__Passage provided__
Base API and API Conventions

This section describes aspects common to all Intel® QuickAssist Technology APIs, starting with the base API and followed by conventions.

Intel® QAT Base API

The base API is a top-level API definition for Intel® QuickAssist Technology. It contains structures, data types, and definitions that are common across the interface.

Data Buffer Models

Data buffers are passed across the API interface in one of the following formats:

  • Flat Buffers represent a single region of physically contiguous memory and are described in detail in the Flat Buffers section.

  • Scatter-Gather Lists are essentially an array of flat buffers, for cases where the memory is not all physically contiguous. These are described in detail in the Scatter-Gather Lists section.

Note

The source and destination buffer types must match. For example, if the source buffer type is set to flat buffer, the destination buffer type must also be a flat buffer.

Flat Buffers

Flat buffers are represented by the type CpaFlatBuffer, defined in the file cpa.h. It consists of two fields:

  • Data pointer pData: points to the start address of the data or payload. The data pointer is a virtual address; however, the actual data pointed to is required to be in contiguous and DMAable physical memory. This buffer type is typically used when simple, unchained buffers are needed.

  • Length of this buffer: dataLenInBytes specified in bytes.

For data plane APIs (cpa_sym_dp.h and cpa_dc_dp.h), a flat buffer is represented by the type CpaPhysFlatBuffer, also defined in cpa.h. This is similar to the CpaFlatBuffer structure; the difference is that, in this case, the data pointer, bufferPhysAddr, is a physical address rather than a virtual address.

The figure below shows the layout of a flat buffer.

../_images/flat_buffer_updated.png

Scatter-Gather Lists

A scatter-gather list is defined by the type CpaBufferList, also defined in the file cpa.h. This buffer structure is typically used where more than one flat buffer can be provided to a particular API. The buffer list contains four fields, as follows:

  • The number of buffers in the list.

  • Pointer to an unbounded array of flat buffers.

  • User Data: an opaque field; it is not read or modified internally by the API. This field could be used to provide a pointer back into an application data structure, providing the context of the call.

__Tasks and exercises__
**A)** Translate this sentence from the QuickAssist API passage into Spanish: "The source and destination buffer types must match."
**B)** Rewrite the rows below as a JSON list of strings, one string per line and with blank lines left out. Start at the line with "Where can the colorful" and go up to and including the last line of the rows.

__Extracted entries__

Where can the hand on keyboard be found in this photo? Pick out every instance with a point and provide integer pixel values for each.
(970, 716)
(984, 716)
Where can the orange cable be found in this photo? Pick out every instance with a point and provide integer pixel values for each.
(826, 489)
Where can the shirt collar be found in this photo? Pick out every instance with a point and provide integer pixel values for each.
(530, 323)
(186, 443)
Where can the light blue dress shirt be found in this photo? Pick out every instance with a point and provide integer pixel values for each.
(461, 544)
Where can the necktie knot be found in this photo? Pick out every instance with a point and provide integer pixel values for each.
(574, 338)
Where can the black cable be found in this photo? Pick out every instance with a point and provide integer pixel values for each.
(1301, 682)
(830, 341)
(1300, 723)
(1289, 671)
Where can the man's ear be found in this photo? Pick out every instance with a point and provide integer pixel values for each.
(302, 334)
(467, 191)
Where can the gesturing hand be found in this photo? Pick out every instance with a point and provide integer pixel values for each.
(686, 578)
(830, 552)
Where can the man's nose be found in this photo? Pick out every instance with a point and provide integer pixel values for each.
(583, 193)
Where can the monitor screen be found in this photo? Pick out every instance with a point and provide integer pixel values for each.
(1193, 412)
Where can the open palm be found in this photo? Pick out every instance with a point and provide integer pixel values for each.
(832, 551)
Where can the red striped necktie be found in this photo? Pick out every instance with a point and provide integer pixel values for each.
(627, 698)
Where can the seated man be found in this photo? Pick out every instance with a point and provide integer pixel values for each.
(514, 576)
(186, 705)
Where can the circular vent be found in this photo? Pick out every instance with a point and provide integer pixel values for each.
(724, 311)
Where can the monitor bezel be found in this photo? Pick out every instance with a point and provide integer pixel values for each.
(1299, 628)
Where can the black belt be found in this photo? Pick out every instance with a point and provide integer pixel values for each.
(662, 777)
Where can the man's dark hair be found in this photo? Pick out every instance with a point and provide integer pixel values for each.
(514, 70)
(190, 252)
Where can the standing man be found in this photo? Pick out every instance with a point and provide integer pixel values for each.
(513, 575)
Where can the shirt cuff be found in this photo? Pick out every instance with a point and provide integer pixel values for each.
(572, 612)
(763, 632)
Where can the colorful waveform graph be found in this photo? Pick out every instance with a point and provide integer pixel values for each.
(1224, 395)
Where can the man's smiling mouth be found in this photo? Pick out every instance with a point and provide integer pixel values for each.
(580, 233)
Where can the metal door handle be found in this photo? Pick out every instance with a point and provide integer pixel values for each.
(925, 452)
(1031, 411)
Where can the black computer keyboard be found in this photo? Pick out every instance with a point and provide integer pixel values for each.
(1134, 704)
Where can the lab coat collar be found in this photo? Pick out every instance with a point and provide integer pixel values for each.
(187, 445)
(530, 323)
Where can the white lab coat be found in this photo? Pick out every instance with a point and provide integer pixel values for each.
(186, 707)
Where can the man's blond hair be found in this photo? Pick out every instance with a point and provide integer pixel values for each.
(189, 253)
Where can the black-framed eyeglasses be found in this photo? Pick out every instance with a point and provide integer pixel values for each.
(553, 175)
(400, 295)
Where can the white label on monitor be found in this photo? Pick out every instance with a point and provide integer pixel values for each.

__Results in order__
**A)** Los tipos de búfer de origen y de destino deben coincidir.

**B)**
[
  "Where can the colorful waveform graph be found in this photo? Pick out every instance with a point and provide integer pixel values for each.",
  "(1224, 395)",
  "Where can the man's smiling mouth be found in this photo? Pick out every instance with a point and provide integer pixel values for each.",
  "(580, 233)",
  "Where can the metal door handle be found in this photo? Pick out every instance with a point and provide integer pixel values for each.",
  "(925, 452)",
  "(1031, 411)",
  "Where can the black computer keyboard be found in this photo? Pick out every instance with a point and provide integer pixel values for each.",
  "(1134, 704)",
  "Where can the lab coat collar be found in this photo? Pick out every instance with a point and provide integer pixel values for each.",
  "(187, 445)",
  "(530, 323)",
  "Where can the white lab coat be found in this photo? Pick out every instance with a point and provide integer pixel values for each.",
  "(186, 707)",
  "Where can the man's blond hair be found in this photo? Pick out every instance with a point and provide integer pixel values for each.",
  "(189, 253)",
  "Where can the black-framed eyeglasses be found in this photo? Pick out every instance with a point and provide integer pixel values for each.",
  "(553, 175)",
  "(400, 295)",
  "Where can the white label on monitor be found in this photo? Pick out every instance with a point and provide integer pixel values for each."
]